What you need to do —
Write out all of these lines again, requests included, and add 113 to every coordinate in the answers. Omit the pictures from your answer.

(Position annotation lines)
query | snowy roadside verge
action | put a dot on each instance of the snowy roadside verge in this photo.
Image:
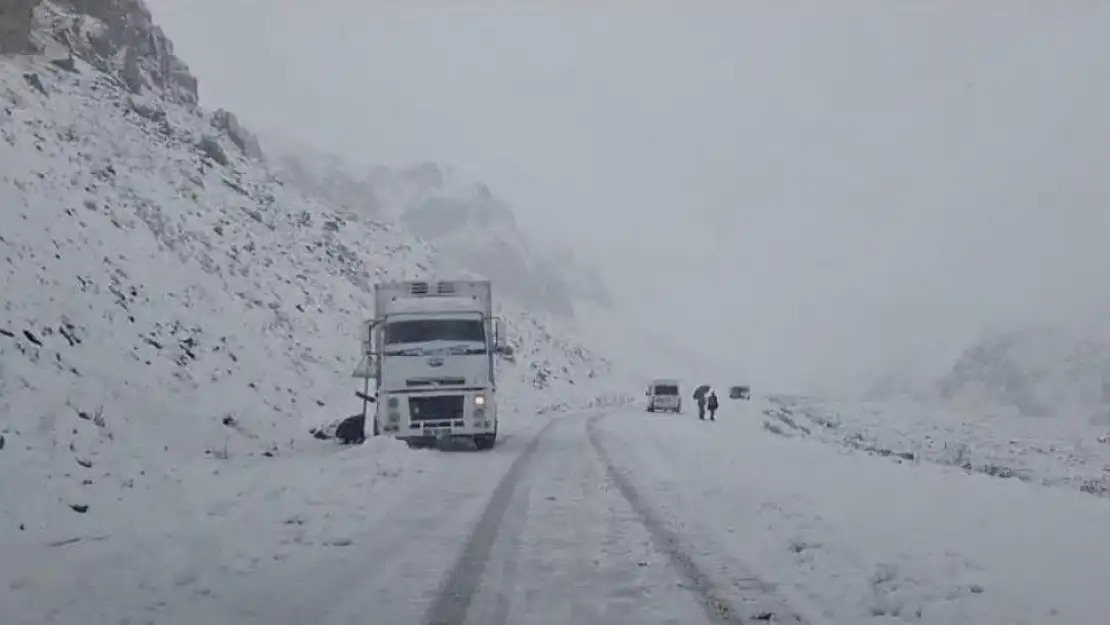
(223, 535)
(1041, 451)
(849, 538)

Solution to this exercise —
query | snowy roadside verge
action | put a dot on each instance of the snowy roadside verge in this photo.
Image:
(336, 648)
(1154, 564)
(962, 651)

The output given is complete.